• Given request: Copy the following lines word for word, keeping everything in them except the pictures, which you should omit from your answer.

• Material for this exercise:
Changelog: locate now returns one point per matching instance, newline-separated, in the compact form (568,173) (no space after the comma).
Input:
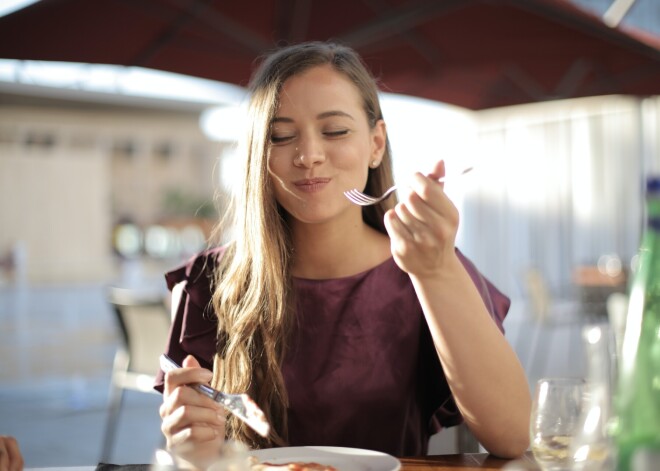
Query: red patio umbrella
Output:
(473,53)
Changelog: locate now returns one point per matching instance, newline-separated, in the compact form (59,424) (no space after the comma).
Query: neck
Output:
(327,251)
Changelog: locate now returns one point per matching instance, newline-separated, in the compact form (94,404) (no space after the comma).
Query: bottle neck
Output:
(653,211)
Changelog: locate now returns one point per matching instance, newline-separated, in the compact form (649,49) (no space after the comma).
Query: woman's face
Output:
(321,144)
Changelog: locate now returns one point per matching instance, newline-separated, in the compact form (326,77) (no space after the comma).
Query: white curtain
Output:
(559,185)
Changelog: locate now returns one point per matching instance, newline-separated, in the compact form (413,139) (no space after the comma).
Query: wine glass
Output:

• Written response:
Changelog: locate now returns one point per matching instance, newline-separated, in the compact form (568,173) (no space after the comma).
Input:
Query: red patio umbrella
Output:
(473,53)
Changelog: locate now returns one point per matching instance, newline-separated, in the compact form (59,424) (no space after the comma).
Query: neck
Output:
(327,251)
Changelog: locate now returns one point per matching instance, newline-separated, in the compact form (94,404) (no space after the comma).
Query: bottle neck
Output:
(653,211)
Changelog: locate now returns one point per matching instance, newline-separated, in the compact form (649,49) (no space after the comma).
Query: woman's face
Output:
(321,144)
Changelog: locate now returns one point per matching instance, newline-separated, in the compact form (326,77) (no space after the comma).
Query: white curtain
Output:
(559,185)
Changelog: locate now returns one point per matching instance, newline-separated, in the compact form (413,139) (no space after the comma).
Query: wine glass
Output:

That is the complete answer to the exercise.